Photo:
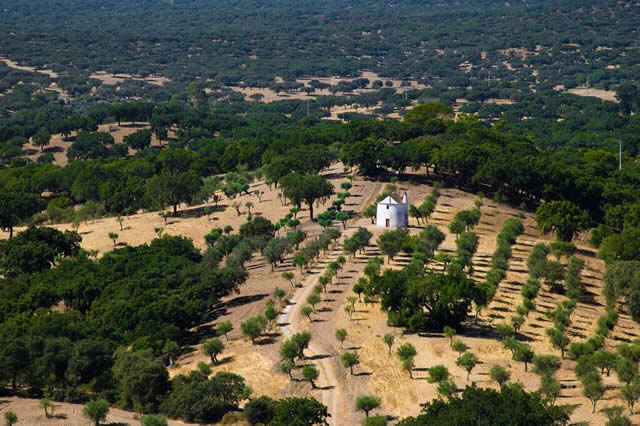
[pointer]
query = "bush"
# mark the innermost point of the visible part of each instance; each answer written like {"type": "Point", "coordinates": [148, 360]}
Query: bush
{"type": "Point", "coordinates": [260, 410]}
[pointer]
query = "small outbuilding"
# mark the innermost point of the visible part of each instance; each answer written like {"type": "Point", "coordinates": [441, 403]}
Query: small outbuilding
{"type": "Point", "coordinates": [393, 212]}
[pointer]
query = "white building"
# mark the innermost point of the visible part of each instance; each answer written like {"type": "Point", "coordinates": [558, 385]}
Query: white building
{"type": "Point", "coordinates": [393, 211]}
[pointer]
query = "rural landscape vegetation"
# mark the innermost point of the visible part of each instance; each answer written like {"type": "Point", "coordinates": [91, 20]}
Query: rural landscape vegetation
{"type": "Point", "coordinates": [188, 200]}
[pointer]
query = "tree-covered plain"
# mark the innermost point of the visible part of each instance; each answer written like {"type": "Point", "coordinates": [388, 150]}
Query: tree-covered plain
{"type": "Point", "coordinates": [568, 42]}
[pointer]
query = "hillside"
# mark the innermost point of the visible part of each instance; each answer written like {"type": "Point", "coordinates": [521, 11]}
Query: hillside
{"type": "Point", "coordinates": [379, 373]}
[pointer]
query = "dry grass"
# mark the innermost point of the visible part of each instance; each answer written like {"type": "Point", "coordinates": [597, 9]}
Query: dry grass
{"type": "Point", "coordinates": [378, 372]}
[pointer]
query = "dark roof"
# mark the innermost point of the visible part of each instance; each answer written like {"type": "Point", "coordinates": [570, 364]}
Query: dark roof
{"type": "Point", "coordinates": [396, 197]}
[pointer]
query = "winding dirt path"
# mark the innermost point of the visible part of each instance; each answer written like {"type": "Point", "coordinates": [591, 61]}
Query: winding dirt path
{"type": "Point", "coordinates": [292, 322]}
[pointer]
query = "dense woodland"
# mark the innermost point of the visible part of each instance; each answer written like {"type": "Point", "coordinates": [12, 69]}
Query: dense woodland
{"type": "Point", "coordinates": [74, 327]}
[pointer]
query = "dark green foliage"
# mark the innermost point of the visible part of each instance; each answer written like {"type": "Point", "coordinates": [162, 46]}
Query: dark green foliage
{"type": "Point", "coordinates": [512, 405]}
{"type": "Point", "coordinates": [299, 412]}
{"type": "Point", "coordinates": [197, 398]}
{"type": "Point", "coordinates": [431, 301]}
{"type": "Point", "coordinates": [143, 381]}
{"type": "Point", "coordinates": [36, 249]}
{"type": "Point", "coordinates": [306, 188]}
{"type": "Point", "coordinates": [563, 218]}
{"type": "Point", "coordinates": [390, 242]}
{"type": "Point", "coordinates": [16, 207]}
{"type": "Point", "coordinates": [260, 410]}
{"type": "Point", "coordinates": [621, 247]}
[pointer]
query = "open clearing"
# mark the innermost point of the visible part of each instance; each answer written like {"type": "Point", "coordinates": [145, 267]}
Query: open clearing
{"type": "Point", "coordinates": [605, 95]}
{"type": "Point", "coordinates": [378, 373]}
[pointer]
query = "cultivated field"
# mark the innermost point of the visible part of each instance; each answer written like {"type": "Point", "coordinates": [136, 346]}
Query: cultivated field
{"type": "Point", "coordinates": [378, 373]}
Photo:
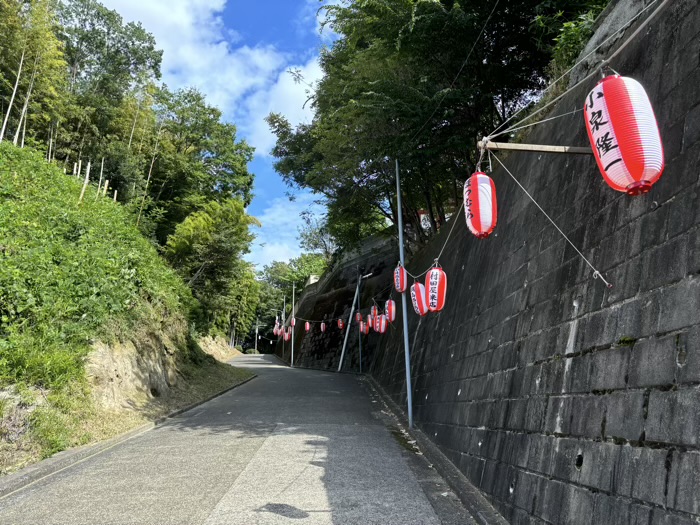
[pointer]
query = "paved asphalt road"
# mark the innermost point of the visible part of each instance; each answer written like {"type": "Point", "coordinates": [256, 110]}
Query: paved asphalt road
{"type": "Point", "coordinates": [291, 446]}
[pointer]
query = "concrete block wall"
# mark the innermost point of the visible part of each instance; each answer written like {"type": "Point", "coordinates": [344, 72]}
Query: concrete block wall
{"type": "Point", "coordinates": [562, 400]}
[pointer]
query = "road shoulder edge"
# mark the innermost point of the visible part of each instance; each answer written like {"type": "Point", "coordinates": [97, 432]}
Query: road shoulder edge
{"type": "Point", "coordinates": [68, 458]}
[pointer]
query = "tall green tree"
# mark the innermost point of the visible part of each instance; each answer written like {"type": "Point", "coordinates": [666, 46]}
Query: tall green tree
{"type": "Point", "coordinates": [206, 249]}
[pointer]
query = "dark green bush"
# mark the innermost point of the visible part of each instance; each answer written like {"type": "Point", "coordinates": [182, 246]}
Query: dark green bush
{"type": "Point", "coordinates": [70, 273]}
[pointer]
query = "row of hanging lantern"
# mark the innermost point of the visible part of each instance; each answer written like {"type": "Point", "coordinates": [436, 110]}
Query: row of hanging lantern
{"type": "Point", "coordinates": [626, 143]}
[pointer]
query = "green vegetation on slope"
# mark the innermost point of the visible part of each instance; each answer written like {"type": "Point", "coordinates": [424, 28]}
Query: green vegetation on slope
{"type": "Point", "coordinates": [69, 272]}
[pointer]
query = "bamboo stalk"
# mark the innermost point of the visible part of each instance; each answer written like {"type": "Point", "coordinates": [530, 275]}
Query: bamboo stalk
{"type": "Point", "coordinates": [85, 183]}
{"type": "Point", "coordinates": [99, 184]}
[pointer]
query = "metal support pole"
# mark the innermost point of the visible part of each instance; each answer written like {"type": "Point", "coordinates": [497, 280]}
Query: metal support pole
{"type": "Point", "coordinates": [256, 335]}
{"type": "Point", "coordinates": [404, 308]}
{"type": "Point", "coordinates": [359, 334]}
{"type": "Point", "coordinates": [347, 332]}
{"type": "Point", "coordinates": [359, 339]}
{"type": "Point", "coordinates": [292, 322]}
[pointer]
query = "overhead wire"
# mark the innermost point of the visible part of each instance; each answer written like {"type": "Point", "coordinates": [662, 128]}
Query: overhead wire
{"type": "Point", "coordinates": [596, 273]}
{"type": "Point", "coordinates": [497, 133]}
{"type": "Point", "coordinates": [444, 96]}
{"type": "Point", "coordinates": [517, 126]}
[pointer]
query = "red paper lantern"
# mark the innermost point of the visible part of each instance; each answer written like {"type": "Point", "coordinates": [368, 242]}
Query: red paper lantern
{"type": "Point", "coordinates": [382, 324]}
{"type": "Point", "coordinates": [364, 327]}
{"type": "Point", "coordinates": [624, 135]}
{"type": "Point", "coordinates": [480, 207]}
{"type": "Point", "coordinates": [400, 279]}
{"type": "Point", "coordinates": [436, 289]}
{"type": "Point", "coordinates": [390, 310]}
{"type": "Point", "coordinates": [418, 299]}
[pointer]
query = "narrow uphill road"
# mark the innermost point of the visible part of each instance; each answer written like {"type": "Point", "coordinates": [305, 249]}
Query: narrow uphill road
{"type": "Point", "coordinates": [291, 446]}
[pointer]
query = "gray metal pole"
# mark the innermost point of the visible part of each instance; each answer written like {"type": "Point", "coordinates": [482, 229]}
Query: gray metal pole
{"type": "Point", "coordinates": [359, 333]}
{"type": "Point", "coordinates": [291, 363]}
{"type": "Point", "coordinates": [407, 353]}
{"type": "Point", "coordinates": [347, 331]}
{"type": "Point", "coordinates": [359, 338]}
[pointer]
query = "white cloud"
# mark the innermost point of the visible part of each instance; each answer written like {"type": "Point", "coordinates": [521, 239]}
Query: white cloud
{"type": "Point", "coordinates": [200, 51]}
{"type": "Point", "coordinates": [277, 239]}
{"type": "Point", "coordinates": [246, 82]}
{"type": "Point", "coordinates": [285, 96]}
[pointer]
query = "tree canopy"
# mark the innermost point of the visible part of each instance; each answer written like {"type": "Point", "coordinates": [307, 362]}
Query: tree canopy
{"type": "Point", "coordinates": [421, 81]}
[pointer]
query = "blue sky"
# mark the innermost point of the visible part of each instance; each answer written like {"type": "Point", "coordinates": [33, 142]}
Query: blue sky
{"type": "Point", "coordinates": [239, 52]}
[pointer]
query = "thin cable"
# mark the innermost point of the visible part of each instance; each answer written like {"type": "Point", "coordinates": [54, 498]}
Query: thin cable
{"type": "Point", "coordinates": [622, 28]}
{"type": "Point", "coordinates": [483, 28]}
{"type": "Point", "coordinates": [511, 130]}
{"type": "Point", "coordinates": [596, 273]}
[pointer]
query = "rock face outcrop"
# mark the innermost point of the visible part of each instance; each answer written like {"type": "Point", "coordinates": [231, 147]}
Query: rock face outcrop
{"type": "Point", "coordinates": [562, 400]}
{"type": "Point", "coordinates": [125, 374]}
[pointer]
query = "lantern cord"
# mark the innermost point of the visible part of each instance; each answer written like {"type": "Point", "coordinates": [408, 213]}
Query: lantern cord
{"type": "Point", "coordinates": [596, 273]}
{"type": "Point", "coordinates": [586, 78]}
{"type": "Point", "coordinates": [442, 99]}
{"type": "Point", "coordinates": [435, 263]}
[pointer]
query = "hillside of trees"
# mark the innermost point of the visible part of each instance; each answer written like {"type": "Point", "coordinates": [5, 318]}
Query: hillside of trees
{"type": "Point", "coordinates": [420, 81]}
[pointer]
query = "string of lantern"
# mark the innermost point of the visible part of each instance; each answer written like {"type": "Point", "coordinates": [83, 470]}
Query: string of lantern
{"type": "Point", "coordinates": [624, 139]}
{"type": "Point", "coordinates": [497, 133]}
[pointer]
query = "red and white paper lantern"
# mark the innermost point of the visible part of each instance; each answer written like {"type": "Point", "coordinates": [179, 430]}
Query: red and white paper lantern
{"type": "Point", "coordinates": [400, 279]}
{"type": "Point", "coordinates": [435, 289]}
{"type": "Point", "coordinates": [390, 310]}
{"type": "Point", "coordinates": [480, 208]}
{"type": "Point", "coordinates": [364, 327]}
{"type": "Point", "coordinates": [382, 324]}
{"type": "Point", "coordinates": [418, 299]}
{"type": "Point", "coordinates": [624, 135]}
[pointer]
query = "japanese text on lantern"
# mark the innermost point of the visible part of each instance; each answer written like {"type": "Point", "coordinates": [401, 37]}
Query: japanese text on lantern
{"type": "Point", "coordinates": [434, 278]}
{"type": "Point", "coordinates": [602, 130]}
{"type": "Point", "coordinates": [468, 203]}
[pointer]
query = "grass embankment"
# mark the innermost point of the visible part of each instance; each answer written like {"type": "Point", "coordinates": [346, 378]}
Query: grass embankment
{"type": "Point", "coordinates": [70, 275]}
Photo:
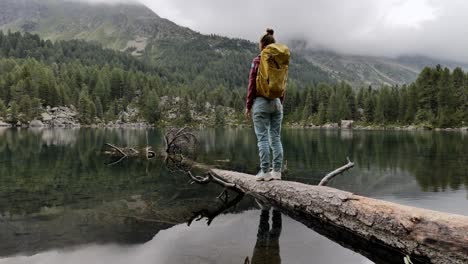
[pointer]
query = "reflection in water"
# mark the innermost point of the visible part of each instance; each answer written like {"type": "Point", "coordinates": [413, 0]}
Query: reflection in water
{"type": "Point", "coordinates": [267, 249]}
{"type": "Point", "coordinates": [228, 240]}
{"type": "Point", "coordinates": [56, 192]}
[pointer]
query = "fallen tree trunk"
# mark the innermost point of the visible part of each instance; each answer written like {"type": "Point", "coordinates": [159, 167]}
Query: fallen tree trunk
{"type": "Point", "coordinates": [422, 234]}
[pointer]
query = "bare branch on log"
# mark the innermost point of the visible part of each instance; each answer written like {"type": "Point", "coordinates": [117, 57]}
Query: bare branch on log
{"type": "Point", "coordinates": [335, 173]}
{"type": "Point", "coordinates": [211, 215]}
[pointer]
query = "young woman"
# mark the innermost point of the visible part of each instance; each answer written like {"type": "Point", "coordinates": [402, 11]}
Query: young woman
{"type": "Point", "coordinates": [267, 117]}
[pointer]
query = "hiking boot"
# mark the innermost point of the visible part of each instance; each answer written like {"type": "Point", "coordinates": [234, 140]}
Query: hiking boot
{"type": "Point", "coordinates": [276, 175]}
{"type": "Point", "coordinates": [262, 176]}
{"type": "Point", "coordinates": [262, 205]}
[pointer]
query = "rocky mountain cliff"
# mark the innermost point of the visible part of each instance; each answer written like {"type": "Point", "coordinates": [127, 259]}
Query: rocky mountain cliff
{"type": "Point", "coordinates": [137, 29]}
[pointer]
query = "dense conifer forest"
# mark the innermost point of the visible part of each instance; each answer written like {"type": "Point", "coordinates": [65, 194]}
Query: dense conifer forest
{"type": "Point", "coordinates": [36, 73]}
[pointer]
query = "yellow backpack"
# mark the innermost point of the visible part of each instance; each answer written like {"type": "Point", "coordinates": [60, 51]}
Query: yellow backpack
{"type": "Point", "coordinates": [272, 73]}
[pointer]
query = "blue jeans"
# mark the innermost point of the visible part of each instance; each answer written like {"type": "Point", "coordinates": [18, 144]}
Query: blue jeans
{"type": "Point", "coordinates": [267, 118]}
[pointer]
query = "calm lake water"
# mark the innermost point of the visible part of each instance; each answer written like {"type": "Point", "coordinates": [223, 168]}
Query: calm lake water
{"type": "Point", "coordinates": [61, 203]}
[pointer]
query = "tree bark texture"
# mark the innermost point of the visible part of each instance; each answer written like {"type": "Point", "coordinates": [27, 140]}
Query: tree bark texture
{"type": "Point", "coordinates": [424, 234]}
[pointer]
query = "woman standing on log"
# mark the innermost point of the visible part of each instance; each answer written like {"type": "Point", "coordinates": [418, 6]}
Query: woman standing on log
{"type": "Point", "coordinates": [265, 96]}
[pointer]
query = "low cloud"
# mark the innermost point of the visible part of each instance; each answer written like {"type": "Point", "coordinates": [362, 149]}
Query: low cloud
{"type": "Point", "coordinates": [367, 27]}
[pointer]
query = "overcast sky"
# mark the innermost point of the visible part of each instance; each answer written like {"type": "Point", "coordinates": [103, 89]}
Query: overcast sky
{"type": "Point", "coordinates": [436, 28]}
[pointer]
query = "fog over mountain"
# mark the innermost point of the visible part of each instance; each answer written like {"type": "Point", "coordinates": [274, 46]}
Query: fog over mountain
{"type": "Point", "coordinates": [366, 27]}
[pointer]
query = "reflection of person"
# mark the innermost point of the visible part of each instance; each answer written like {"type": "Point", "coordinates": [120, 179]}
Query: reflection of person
{"type": "Point", "coordinates": [267, 118]}
{"type": "Point", "coordinates": [267, 247]}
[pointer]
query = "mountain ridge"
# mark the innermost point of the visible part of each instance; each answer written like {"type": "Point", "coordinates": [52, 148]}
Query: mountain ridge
{"type": "Point", "coordinates": [135, 28]}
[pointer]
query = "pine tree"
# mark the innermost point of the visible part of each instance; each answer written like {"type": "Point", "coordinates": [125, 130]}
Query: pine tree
{"type": "Point", "coordinates": [322, 114]}
{"type": "Point", "coordinates": [3, 109]}
{"type": "Point", "coordinates": [220, 116]}
{"type": "Point", "coordinates": [332, 109]}
{"type": "Point", "coordinates": [446, 100]}
{"type": "Point", "coordinates": [369, 106]}
{"type": "Point", "coordinates": [151, 109]}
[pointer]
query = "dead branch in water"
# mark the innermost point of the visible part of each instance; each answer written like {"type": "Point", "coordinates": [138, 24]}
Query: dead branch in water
{"type": "Point", "coordinates": [210, 215]}
{"type": "Point", "coordinates": [335, 173]}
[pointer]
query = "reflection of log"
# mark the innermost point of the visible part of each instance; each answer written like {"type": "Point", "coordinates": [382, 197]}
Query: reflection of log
{"type": "Point", "coordinates": [423, 234]}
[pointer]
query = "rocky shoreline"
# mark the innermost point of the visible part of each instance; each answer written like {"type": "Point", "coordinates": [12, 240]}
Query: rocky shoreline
{"type": "Point", "coordinates": [67, 117]}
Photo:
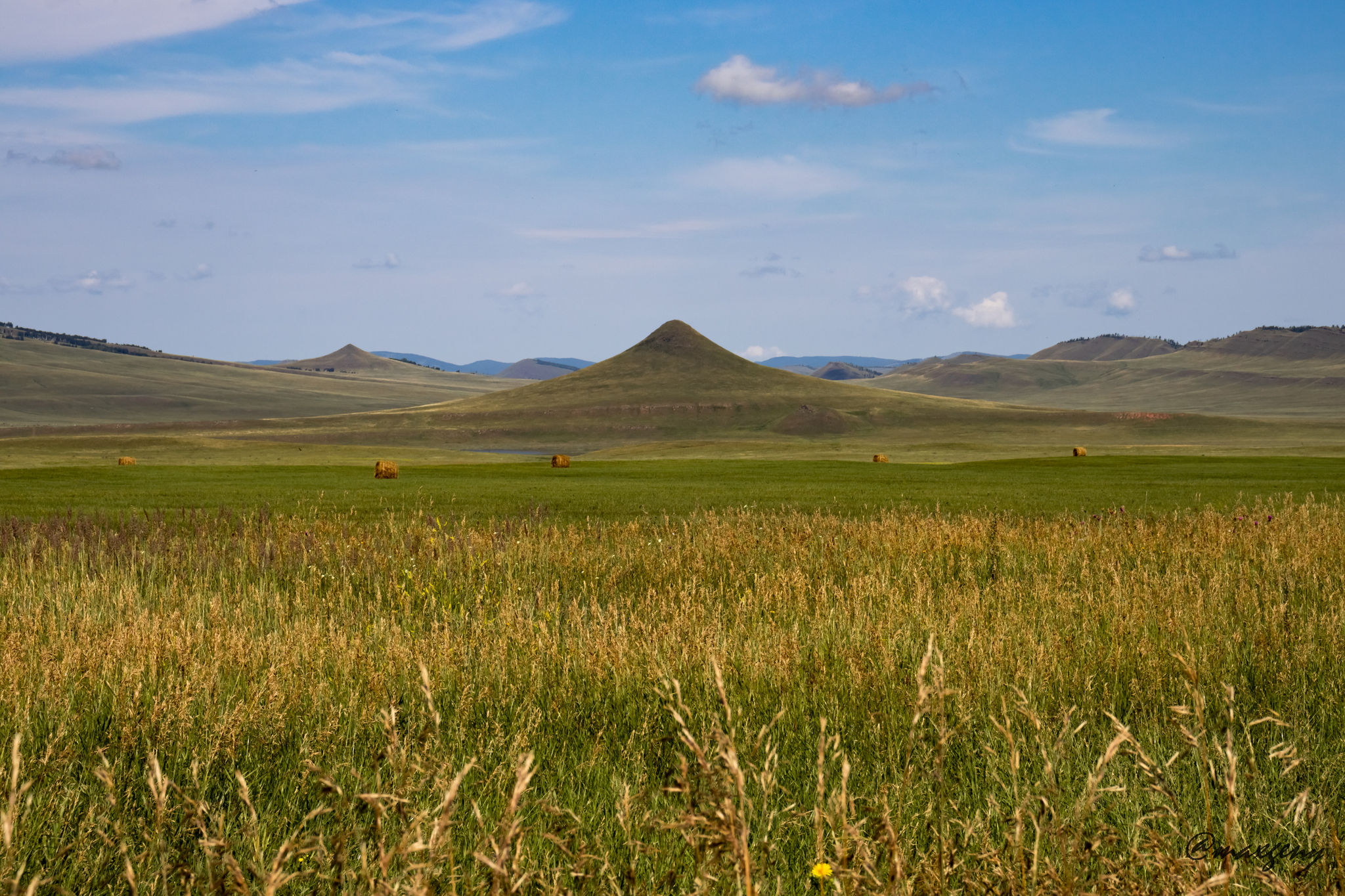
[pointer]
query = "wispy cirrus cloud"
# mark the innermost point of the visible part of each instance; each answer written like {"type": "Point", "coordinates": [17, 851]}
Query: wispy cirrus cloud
{"type": "Point", "coordinates": [770, 270]}
{"type": "Point", "coordinates": [337, 81]}
{"type": "Point", "coordinates": [785, 178]}
{"type": "Point", "coordinates": [45, 30]}
{"type": "Point", "coordinates": [643, 232]}
{"type": "Point", "coordinates": [1098, 128]}
{"type": "Point", "coordinates": [1174, 254]}
{"type": "Point", "coordinates": [740, 79]}
{"type": "Point", "coordinates": [437, 32]}
{"type": "Point", "coordinates": [762, 352]}
{"type": "Point", "coordinates": [387, 263]}
{"type": "Point", "coordinates": [84, 159]}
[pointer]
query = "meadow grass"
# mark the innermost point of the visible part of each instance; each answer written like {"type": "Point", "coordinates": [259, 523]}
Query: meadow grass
{"type": "Point", "coordinates": [639, 489]}
{"type": "Point", "coordinates": [712, 702]}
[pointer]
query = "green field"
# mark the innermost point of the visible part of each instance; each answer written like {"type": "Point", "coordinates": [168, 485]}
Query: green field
{"type": "Point", "coordinates": [720, 649]}
{"type": "Point", "coordinates": [638, 489]}
{"type": "Point", "coordinates": [211, 700]}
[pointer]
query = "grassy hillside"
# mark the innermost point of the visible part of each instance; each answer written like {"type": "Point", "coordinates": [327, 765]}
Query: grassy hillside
{"type": "Point", "coordinates": [1111, 347]}
{"type": "Point", "coordinates": [49, 385]}
{"type": "Point", "coordinates": [1265, 372]}
{"type": "Point", "coordinates": [677, 394]}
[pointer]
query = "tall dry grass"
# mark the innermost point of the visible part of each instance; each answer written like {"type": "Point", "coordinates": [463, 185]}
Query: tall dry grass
{"type": "Point", "coordinates": [716, 704]}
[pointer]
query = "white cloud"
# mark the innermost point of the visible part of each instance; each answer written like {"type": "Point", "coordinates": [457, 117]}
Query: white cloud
{"type": "Point", "coordinates": [917, 296]}
{"type": "Point", "coordinates": [1122, 301]}
{"type": "Point", "coordinates": [993, 310]}
{"type": "Point", "coordinates": [50, 30]}
{"type": "Point", "coordinates": [741, 81]}
{"type": "Point", "coordinates": [96, 282]}
{"type": "Point", "coordinates": [85, 158]}
{"type": "Point", "coordinates": [643, 232]}
{"type": "Point", "coordinates": [926, 295]}
{"type": "Point", "coordinates": [762, 354]}
{"type": "Point", "coordinates": [332, 82]}
{"type": "Point", "coordinates": [1095, 128]}
{"type": "Point", "coordinates": [200, 272]}
{"type": "Point", "coordinates": [389, 263]}
{"type": "Point", "coordinates": [1174, 254]}
{"type": "Point", "coordinates": [767, 270]}
{"type": "Point", "coordinates": [785, 178]}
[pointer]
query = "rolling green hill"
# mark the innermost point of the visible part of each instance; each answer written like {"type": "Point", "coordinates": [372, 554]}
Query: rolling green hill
{"type": "Point", "coordinates": [49, 385]}
{"type": "Point", "coordinates": [1268, 372]}
{"type": "Point", "coordinates": [676, 395]}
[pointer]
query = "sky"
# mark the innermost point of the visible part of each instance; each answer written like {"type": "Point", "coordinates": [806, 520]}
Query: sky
{"type": "Point", "coordinates": [269, 179]}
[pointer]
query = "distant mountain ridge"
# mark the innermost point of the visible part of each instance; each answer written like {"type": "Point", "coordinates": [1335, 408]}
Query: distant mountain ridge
{"type": "Point", "coordinates": [487, 367]}
{"type": "Point", "coordinates": [1268, 372]}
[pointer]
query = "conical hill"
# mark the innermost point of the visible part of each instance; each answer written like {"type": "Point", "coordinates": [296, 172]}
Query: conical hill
{"type": "Point", "coordinates": [676, 383]}
{"type": "Point", "coordinates": [349, 358]}
{"type": "Point", "coordinates": [671, 366]}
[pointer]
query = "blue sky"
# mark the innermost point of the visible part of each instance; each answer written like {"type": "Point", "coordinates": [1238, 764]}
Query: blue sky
{"type": "Point", "coordinates": [508, 179]}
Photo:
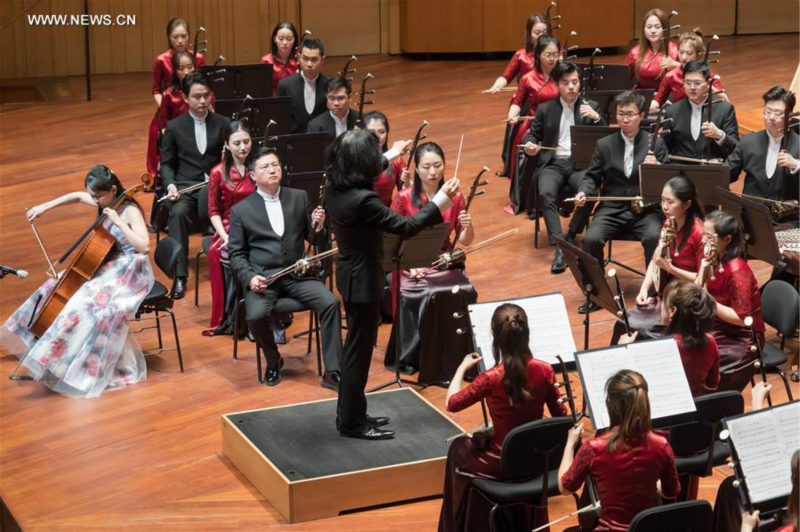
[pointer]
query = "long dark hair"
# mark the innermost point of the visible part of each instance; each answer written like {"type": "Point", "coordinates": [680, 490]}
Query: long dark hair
{"type": "Point", "coordinates": [176, 63]}
{"type": "Point", "coordinates": [377, 115]}
{"type": "Point", "coordinates": [100, 178]}
{"type": "Point", "coordinates": [422, 149]}
{"type": "Point", "coordinates": [285, 25]}
{"type": "Point", "coordinates": [694, 312]}
{"type": "Point", "coordinates": [725, 225]}
{"type": "Point", "coordinates": [510, 345]}
{"type": "Point", "coordinates": [543, 42]}
{"type": "Point", "coordinates": [628, 407]}
{"type": "Point", "coordinates": [536, 18]}
{"type": "Point", "coordinates": [354, 160]}
{"type": "Point", "coordinates": [227, 157]}
{"type": "Point", "coordinates": [683, 189]}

### [Instructions to follow]
Return each line of the records above that contains the string "uphill". Case counts.

### [Task response]
query = "narrow uphill road"
Query: narrow uphill road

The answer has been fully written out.